:: Source document ::
################

For a long time, Western civilizations were the pedestal from which anthropologists looked down on other, "lesser" societies. In the 1800's, anthropologists like L.H. Morgan (1818-1881) described society as evolving from savagery to barbarism to civilization, while others saw law as liberating individuals from the binds of kinship and rank. Problems began to arise when this way of thinking developed the unspoken assumption that European/Western civilizations are the peak of social evolution, with supposedly inferior societies being unable to evolve simply because they are not capable. This began to change with the work of Franz Boas (1858-1942), who introduced the revolutionary concept of cultural relativism.
Boas introduced relativism on the basis that individuals take on the cultural traits of the community in which they are raised (no matter their ethnicity). He and his most prominent students (Robert Lowie, Alfred Kroeber, Ruth Benedict, Margaret Mead) rejected the ethnocentric view of social evolution for a perspective viewing each culture as a unique body that does not change with any discernable upward trajectory. This new view dominated anthropology throughout a great deal of the 20th century, but still had its shortcomings.

################

:: Record list ::
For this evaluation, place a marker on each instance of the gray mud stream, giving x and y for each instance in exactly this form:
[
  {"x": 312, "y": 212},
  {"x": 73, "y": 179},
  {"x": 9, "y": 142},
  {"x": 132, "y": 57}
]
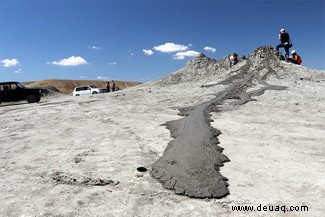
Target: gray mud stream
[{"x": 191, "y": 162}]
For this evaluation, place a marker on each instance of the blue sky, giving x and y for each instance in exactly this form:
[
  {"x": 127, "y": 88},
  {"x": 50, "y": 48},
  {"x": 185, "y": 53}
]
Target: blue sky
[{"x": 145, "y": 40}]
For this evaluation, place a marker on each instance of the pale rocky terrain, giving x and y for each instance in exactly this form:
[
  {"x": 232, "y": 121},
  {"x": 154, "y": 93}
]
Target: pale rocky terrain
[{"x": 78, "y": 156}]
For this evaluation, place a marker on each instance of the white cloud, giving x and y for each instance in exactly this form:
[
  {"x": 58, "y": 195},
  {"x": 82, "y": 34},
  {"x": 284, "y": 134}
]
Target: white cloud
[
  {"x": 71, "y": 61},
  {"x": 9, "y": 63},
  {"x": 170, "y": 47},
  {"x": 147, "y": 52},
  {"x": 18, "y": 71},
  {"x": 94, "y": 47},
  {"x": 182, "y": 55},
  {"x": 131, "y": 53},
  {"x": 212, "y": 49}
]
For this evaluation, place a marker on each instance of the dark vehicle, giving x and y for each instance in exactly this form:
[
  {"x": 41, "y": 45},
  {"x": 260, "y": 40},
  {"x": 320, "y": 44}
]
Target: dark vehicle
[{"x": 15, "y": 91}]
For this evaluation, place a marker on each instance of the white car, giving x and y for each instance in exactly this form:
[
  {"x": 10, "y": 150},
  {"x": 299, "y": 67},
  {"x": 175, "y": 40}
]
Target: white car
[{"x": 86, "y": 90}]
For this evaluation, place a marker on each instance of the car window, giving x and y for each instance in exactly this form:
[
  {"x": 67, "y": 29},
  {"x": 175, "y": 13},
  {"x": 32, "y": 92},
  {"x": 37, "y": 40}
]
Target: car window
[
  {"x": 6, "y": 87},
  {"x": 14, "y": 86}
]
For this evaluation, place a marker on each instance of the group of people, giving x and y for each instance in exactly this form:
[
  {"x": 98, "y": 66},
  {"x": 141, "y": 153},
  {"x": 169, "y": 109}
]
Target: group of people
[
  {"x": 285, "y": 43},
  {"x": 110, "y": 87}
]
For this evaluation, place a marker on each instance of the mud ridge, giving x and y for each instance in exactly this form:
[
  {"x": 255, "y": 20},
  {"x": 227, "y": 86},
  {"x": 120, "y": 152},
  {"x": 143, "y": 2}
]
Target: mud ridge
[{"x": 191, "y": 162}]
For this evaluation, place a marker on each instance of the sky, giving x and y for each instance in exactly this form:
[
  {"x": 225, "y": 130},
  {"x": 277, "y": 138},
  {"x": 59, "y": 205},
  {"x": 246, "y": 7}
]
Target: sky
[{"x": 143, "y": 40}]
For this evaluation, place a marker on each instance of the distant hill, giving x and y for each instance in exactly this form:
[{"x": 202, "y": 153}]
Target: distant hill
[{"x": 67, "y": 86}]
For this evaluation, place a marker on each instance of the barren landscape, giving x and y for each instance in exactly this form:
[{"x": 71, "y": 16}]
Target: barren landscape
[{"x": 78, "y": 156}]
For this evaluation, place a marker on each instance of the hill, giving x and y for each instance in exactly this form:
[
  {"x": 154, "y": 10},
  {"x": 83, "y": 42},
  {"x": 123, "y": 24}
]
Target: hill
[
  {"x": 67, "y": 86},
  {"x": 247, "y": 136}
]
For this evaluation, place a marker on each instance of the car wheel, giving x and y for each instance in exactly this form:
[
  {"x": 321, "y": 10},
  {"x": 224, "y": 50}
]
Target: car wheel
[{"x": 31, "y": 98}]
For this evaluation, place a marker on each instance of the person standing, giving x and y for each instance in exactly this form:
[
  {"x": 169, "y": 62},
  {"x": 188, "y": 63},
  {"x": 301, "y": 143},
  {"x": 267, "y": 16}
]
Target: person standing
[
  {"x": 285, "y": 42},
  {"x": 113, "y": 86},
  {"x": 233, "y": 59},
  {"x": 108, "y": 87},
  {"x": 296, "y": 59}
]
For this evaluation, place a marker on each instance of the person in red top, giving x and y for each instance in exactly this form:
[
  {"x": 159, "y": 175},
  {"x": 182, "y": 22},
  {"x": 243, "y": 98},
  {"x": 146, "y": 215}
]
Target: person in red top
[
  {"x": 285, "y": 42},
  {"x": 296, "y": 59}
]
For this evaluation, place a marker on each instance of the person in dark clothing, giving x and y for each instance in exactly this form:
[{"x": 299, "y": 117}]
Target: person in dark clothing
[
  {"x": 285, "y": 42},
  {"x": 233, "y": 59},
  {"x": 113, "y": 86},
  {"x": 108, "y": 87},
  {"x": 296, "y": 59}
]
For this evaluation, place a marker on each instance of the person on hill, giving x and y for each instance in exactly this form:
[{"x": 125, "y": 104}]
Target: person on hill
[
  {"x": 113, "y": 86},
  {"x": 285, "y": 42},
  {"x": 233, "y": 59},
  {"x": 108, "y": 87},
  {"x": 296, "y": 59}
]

################

:: Instruction 1 ::
Please write out the part of the anthropology passage that opens with the words containing "Boas introduced relativism" and closes with "had its shortcomings.".
:: Instruction 2 ::
Decide whether each statement agrees with the anthropology passage. Answer yes or no, and quote the words that settle it.
(a) L.H. Morgan described society as moving from savagery to barbarism to civilization.
(b) Boas held that individuals take on cultural traits according to their ethnicity.
(c) The view introduced by Boas had no shortcomings.
:: Instruction 3 ::
Using the anthropology passage, answer each question.
(a) What years are given for L.H. Morgan?
(b) What concept did Franz Boas introduce?
(c) Which of Boas's students are named?
The records have no connection to the anthropology passage.

:: Written reply 1 ::
Boas introduced relativism on the basis that individuals take on the cultural traits of the community in which they are raised (no matter their ethnicity). He and his most prominent students (Robert Lowie, Alfred Kroeber, Ruth Benedict, Margaret Mead) rejected the ethnocentric view of social evolution for a perspective viewing each culture as a unique body that does not change with any discernable upward trajectory. This new view dominated anthropology throughout a great deal of the 20th century, but still had its shortcomings.

:: Written reply 2 ::
(a) Yes: "described society as evolving from savagery to barbarism to civilization"
(b) No: "individuals take on the cultural traits of the community in which they are raised (no matter their ethnicity)"
(c) No: "but still had its shortcomings"

:: Written reply 3 ::
(a) 1818-1881
(b) Cultural relativism
(c) Robert Lowie, Alfred Kroeber, Ruth Benedict, and Margaret Mead